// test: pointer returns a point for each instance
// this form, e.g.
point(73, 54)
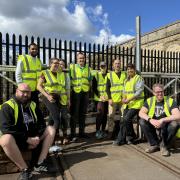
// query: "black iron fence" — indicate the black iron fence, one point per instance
point(156, 63)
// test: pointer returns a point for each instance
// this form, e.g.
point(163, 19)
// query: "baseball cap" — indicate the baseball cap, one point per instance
point(102, 63)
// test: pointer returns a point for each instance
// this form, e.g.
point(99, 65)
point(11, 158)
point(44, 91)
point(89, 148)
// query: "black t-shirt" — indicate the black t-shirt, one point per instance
point(159, 109)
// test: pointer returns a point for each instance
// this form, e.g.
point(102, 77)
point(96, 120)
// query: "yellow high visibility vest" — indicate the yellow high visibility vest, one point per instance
point(152, 102)
point(53, 83)
point(101, 86)
point(80, 78)
point(129, 91)
point(116, 85)
point(12, 103)
point(31, 70)
point(63, 81)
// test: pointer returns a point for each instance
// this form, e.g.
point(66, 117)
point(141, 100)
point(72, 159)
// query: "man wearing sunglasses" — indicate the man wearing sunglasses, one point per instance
point(160, 114)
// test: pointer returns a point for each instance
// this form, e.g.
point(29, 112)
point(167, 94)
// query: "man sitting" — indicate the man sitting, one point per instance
point(159, 114)
point(22, 127)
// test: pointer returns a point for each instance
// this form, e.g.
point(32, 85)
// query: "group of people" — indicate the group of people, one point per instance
point(66, 96)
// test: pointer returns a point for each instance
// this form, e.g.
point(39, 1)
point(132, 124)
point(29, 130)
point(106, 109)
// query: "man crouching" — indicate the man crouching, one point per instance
point(23, 127)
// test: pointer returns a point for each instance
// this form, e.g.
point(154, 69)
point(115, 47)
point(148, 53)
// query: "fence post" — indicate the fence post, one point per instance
point(138, 44)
══════
- **Stated problem**
Could you rewrite the records from their start through the line containing "point(159, 109)", changing "baseball cap" to "ball cap" throughout and leaving everything else as it is? Leave the pictures out of your answer.

- **The response**
// test: pointer returns a point for each instance
// this form, e.g.
point(73, 54)
// query: "black iron fence" — indicate the black iron fence, one point per instance
point(156, 63)
// test: pointer returns a point for each instance
// this form, e.g.
point(163, 19)
// query: "ball cap" — indicate the ball cap, one point per instance
point(102, 63)
// test: pointer returns a point for each instance
// this form, e.g.
point(99, 65)
point(11, 158)
point(44, 91)
point(89, 148)
// query: "black t-shirt" — indicate the black t-shirt, one point per instance
point(159, 109)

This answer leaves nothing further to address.